## Task item
Copy exactly the line containing "Keypoint placement: for each instance of the train, put" and all lines after it, through the last line of the material below; omit everything before it.

## Material provided

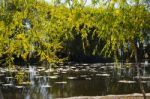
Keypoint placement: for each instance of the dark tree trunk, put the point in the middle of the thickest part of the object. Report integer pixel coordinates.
(138, 71)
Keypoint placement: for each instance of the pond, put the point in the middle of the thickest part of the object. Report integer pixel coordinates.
(58, 81)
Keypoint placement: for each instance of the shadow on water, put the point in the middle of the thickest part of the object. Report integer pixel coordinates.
(68, 80)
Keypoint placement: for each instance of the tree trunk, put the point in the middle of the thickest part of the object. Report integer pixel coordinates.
(138, 71)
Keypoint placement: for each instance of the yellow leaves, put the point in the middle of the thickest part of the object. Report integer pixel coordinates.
(20, 37)
(117, 12)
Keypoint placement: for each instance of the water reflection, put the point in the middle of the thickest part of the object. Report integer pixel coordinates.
(73, 80)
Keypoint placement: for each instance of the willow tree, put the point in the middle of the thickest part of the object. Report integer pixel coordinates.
(27, 30)
(121, 26)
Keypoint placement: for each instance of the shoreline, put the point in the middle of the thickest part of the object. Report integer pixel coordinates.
(126, 96)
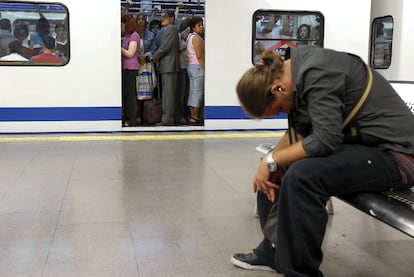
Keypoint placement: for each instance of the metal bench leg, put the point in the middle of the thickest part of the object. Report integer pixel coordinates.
(329, 206)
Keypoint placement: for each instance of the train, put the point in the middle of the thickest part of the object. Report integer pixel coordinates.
(83, 94)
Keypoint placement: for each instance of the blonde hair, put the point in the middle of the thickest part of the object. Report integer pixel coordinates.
(253, 87)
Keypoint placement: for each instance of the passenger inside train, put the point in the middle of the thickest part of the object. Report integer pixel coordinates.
(169, 94)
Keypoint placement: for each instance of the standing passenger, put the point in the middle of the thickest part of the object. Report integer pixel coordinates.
(167, 56)
(5, 36)
(195, 68)
(182, 83)
(130, 66)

## Response below
Keypoint placement: for each instance of the train, put the point in the middle of the thickest part of the object. Report integer pixel coordinates.
(83, 94)
Keypoint placement: for each instance of the blonde hair, put the point in the middle of the thickest part of the object. Report integer pixel coordinates.
(253, 87)
Keypoint placement: for each instance of the passenger inside train, put the point in the middle of the thickest part of the object. Report integer pixel coordinates.
(169, 94)
Keypoint placement: for each instance of the standing passenger, put the point in the middle of the thickest part of the object. Report integer pixel coordinates.
(167, 56)
(5, 36)
(195, 68)
(182, 83)
(130, 66)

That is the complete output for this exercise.